Precisamos lutar contra o genocídio indígena com mais vigor!

A cultura autoritária enraizada em nosso país precisa ser enfrentada cotidianamente a partir dos locais de trabalho e cidadania em que atuamos. Aliás, começando por fazer ficar bem claro que a nossa condição de cidadania vem antes da condição de consumidor (nossa vida vai para além e para aquém do mercado). Isto porque a ideologia neoliberal deformou mentes e corações a tal ponto que muitos dos cidadãos não se veem como cidadãos, mas como meros consumidores (ou confundem o conceito de cidadania com o de consumidor) e pensam que a Lei maior que regula sua vida é o Código de Defesa do Consumidor, não a Constituição Federal, o Código Civil e o Código Penal etc., por exemplo.
Triste constatação cotidiana que fazemos até mesmo no interior dos sistemas escolares em que vemos educadores recomendando alunos e pais de alunos procurarem o Procon, ao invés do Ministério Público, ou o Ministério Público do Trabalho, por exemplo. Nada conhecem sobre o ordenamento jurídico brasileiro, nem sobre a hierarquia das instituições civis políticas e judiciárias e, portanto, suas concepções e práticas estão fechadas em um universo por demais estreito de pensamento e ação (por isto mesmo foram apelidados de "coxinhas" porque veem o mundo de modo muito pequeno). 
Entretanto, apesar deste universo pequeno de pensamento, são estes cidadãos (que nem sabem que são cidadãos antes de serem consumidores) os mais perigosos para darem a sustentação social a retrocessos ditatoriais como tivemos no século XX. Eles pouco se importam com os destinos das massas excluídas (para eles, os coxinhas, se elas são excluídas do mercado mais caro, o são apenas e por causa de sua própria incapacidade ou "falta de mérito" pessoal de vencer na vida; portanto, por culpa delas) e nem sonham com um Brasil mais includente (o que fazem é só reclamar de ter que conviver com este povo mais moreno, negro, mestiço, com "cara de pobre" e jeito de andar, se vestir e viver de periféricos; nos aeroportos, nos aviões, nos restaurantes de preços razoáveis, nas universidades federais e em shoppings centers mais elegantes, onde os seguranças de preto vão logo se agitando ao ver adolescentes que moram em favelas e congêneres entrarem).

## EXERCÍCIO CURTO A
Reescreva de forma mais concisa o parágrafo do texto que começa com "Triste constatação cotidiana", conservando seus fatos principais.
## EXERCÍCIO CURTO B
Informe somente quantas linhas dos registros contêm a sequência "foot", levando em conta a diferença entre maiúsculas e minúsculas.

## Linhas de dados
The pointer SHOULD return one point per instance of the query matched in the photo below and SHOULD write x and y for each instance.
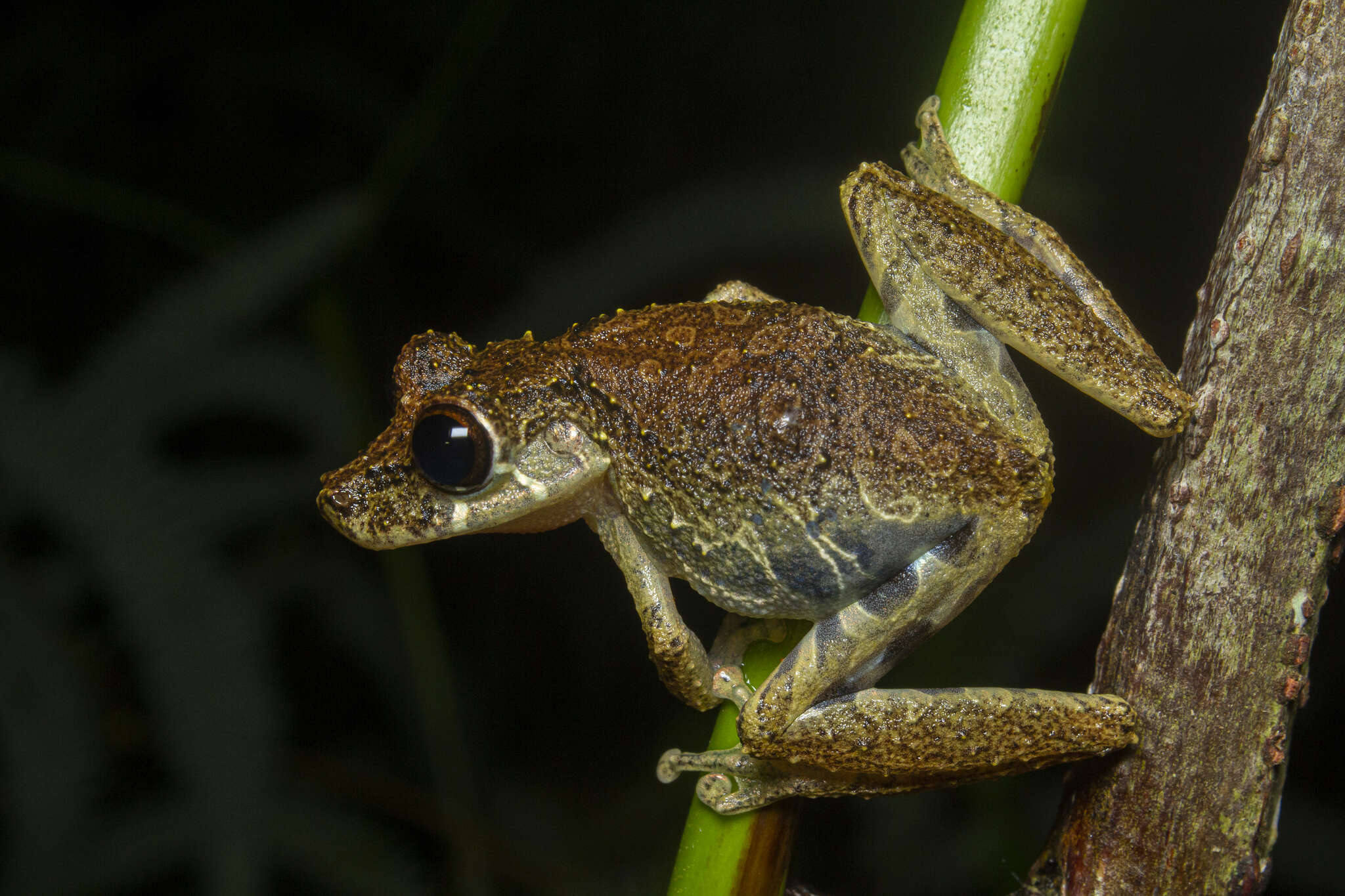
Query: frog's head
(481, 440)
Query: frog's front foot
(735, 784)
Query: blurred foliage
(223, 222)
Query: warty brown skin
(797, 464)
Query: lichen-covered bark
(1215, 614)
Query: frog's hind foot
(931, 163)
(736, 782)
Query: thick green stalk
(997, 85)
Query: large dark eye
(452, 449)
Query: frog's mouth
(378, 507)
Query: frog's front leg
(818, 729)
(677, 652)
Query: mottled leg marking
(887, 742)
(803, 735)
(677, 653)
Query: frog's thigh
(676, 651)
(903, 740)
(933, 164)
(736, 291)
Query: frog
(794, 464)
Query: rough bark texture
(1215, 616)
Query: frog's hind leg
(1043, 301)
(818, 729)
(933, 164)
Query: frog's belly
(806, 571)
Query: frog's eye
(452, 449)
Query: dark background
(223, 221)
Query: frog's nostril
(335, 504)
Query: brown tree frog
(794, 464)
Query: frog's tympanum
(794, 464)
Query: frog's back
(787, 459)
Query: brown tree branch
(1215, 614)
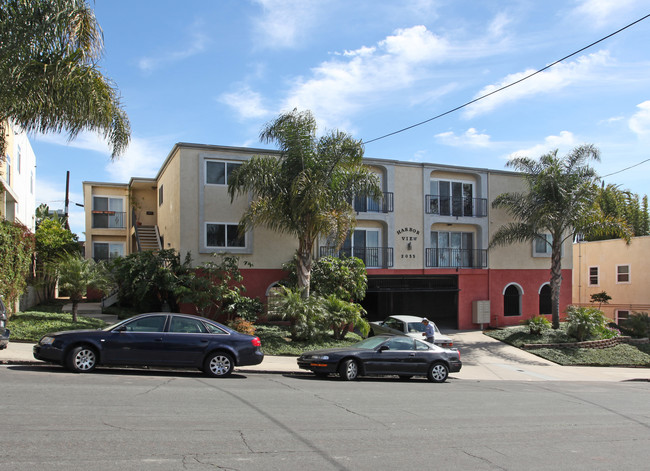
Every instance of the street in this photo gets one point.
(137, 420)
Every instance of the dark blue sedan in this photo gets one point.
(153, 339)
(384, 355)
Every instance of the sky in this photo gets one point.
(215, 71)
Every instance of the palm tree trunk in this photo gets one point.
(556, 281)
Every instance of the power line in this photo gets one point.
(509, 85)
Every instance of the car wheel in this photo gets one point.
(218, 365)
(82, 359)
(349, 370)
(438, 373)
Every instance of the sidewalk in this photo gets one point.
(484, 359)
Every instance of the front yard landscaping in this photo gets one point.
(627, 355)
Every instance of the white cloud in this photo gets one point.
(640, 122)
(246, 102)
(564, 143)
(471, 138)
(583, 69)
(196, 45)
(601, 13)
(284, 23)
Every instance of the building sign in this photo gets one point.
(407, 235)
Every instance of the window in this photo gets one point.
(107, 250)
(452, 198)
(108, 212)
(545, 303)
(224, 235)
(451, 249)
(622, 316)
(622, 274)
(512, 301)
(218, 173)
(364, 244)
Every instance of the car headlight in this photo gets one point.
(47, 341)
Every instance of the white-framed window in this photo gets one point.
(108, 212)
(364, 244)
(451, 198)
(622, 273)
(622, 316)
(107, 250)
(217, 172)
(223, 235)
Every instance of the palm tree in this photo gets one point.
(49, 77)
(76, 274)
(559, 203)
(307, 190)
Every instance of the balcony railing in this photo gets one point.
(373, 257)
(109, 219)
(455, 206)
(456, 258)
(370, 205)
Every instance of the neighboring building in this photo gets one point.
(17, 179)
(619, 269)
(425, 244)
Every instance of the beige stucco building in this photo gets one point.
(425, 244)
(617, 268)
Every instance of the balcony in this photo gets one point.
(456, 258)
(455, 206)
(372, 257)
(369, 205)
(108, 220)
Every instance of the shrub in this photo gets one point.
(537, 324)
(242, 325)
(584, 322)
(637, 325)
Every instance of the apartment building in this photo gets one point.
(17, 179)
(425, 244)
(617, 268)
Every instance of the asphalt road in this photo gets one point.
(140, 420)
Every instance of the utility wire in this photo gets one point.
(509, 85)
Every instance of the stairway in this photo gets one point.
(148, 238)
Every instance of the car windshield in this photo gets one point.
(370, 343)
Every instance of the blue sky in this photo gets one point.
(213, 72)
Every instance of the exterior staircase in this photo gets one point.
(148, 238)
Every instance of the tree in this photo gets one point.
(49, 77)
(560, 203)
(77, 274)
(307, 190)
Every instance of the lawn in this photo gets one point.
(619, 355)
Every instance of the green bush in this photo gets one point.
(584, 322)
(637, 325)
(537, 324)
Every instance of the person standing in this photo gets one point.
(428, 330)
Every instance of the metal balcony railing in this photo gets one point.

## RESPOSTA A
Mesmo nas escolas, há educadores que recomendam a alunos e pais procurar o Procon em vez do Ministério Público ou do Ministério Público do Trabalho. Essas pessoas desconhecem o ordenamento jurídico brasileiro e a hierarquia das instituições civis, políticas e judiciárias. Por isso, pensam e agem num universo estreito demais e foram apelidadas de "coxinhas", por verem o mundo de modo muito pequeno.

## RESPOSTA B
2